The Court of Appeal allowed the appeal in part. It held that the Council breached article 40(3)(b) of the Town and Country Planning (Development Management Procedure) (England) Order 2015 by failing to place a proposed or final section 106 planning obligation on the planning register before issuing planning permission, and that breach rendered the decision to issue permission on 4 August 2023 unlawful. The court applied the Soneji/A1 Properties approach to assess consequences of procedural non-compliance and concluded that article 40(3)(b) is not a rule of automatic invalidity but requires a fact‑specific inquiry into purpose and prejudice.

The court rejected the appellant’s other grounds: (i) there was no failure to have regard to material considerations (including the lapse of the Pennyfeathers outline permission and the state of the highways review); (ii) the allegations of apparent bias against the chair (Councillor Brodie) did not meet the Porter fair‑minded and informed observer test; and (iii) although exclusion of a councillor from the July 2021 meeting was a procedural irregularity, that matter was rendered academic by later events. The court therefore quashed the decision issuing permission to enable the Council to remedy the publication default and invite comments on the section 106 agreement.

■ STATED PROBLEM 1 ■
Shift every answer point coordinate in the dataset items below by adding 75 to each number, then reproduce all the lines of those items, requests included.

■ Items listed in a dataset ■
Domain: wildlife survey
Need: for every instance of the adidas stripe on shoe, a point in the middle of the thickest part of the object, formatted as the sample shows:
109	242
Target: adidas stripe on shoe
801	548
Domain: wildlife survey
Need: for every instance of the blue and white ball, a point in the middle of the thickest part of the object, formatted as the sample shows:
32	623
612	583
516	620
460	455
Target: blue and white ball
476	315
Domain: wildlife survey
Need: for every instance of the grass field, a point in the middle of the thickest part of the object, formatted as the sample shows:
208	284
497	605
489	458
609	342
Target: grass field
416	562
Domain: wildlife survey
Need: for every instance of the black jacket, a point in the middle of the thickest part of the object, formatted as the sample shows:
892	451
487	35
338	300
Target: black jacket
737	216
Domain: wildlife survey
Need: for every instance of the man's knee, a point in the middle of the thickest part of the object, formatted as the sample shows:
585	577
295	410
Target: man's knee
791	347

■ STATED PROBLEM 2 ■
According to the court summary above, which grounds of the appellant did the court reject, other than the publication breach? List each one.

■ FULL OUTPUT 1 ■
Domain: wildlife survey
Need: for every instance of the adidas stripe on shoe, a point in the middle of the thickest part of the object, formatted as the sample shows:
109	242
Target: adidas stripe on shoe
876	623
Domain: wildlife survey
Need: for every instance of the blue and white ball, a point in the middle of the thickest part of the object, formatted as the sample shows:
32	623
612	583
516	620
460	455
Target: blue and white ball
551	390
Domain: wildlife survey
Need: for every instance of the grass field, a point in the middle of the thickest part of the object, formatted as the sample shows:
208	284
497	605
489	458
609	342
Target: grass field
491	637
Domain: wildlife survey
Need: for every instance of the black jacket, a point in the middle of the thickest part of the object, formatted as the sample shows:
892	451
487	35
338	300
Target: black jacket
812	291
Domain: wildlife survey
Need: for every instance of the man's knee, a point in the middle of the thickest part of the object, formatted as the sample shows:
585	577
295	410
Target: man's knee
866	422

■ FULL OUTPUT 2 ■
- There was no failure to have regard to material considerations, including the lapse of the Pennyfeathers outline permission and the state of the highways review.
- The allegations of apparent bias against the chair, Councillor Brodie, did not meet the Porter fair‑minded and informed observer test.
- The exclusion of a councillor from the July 2021 meeting was a procedural irregularity, but later events rendered that matter academic.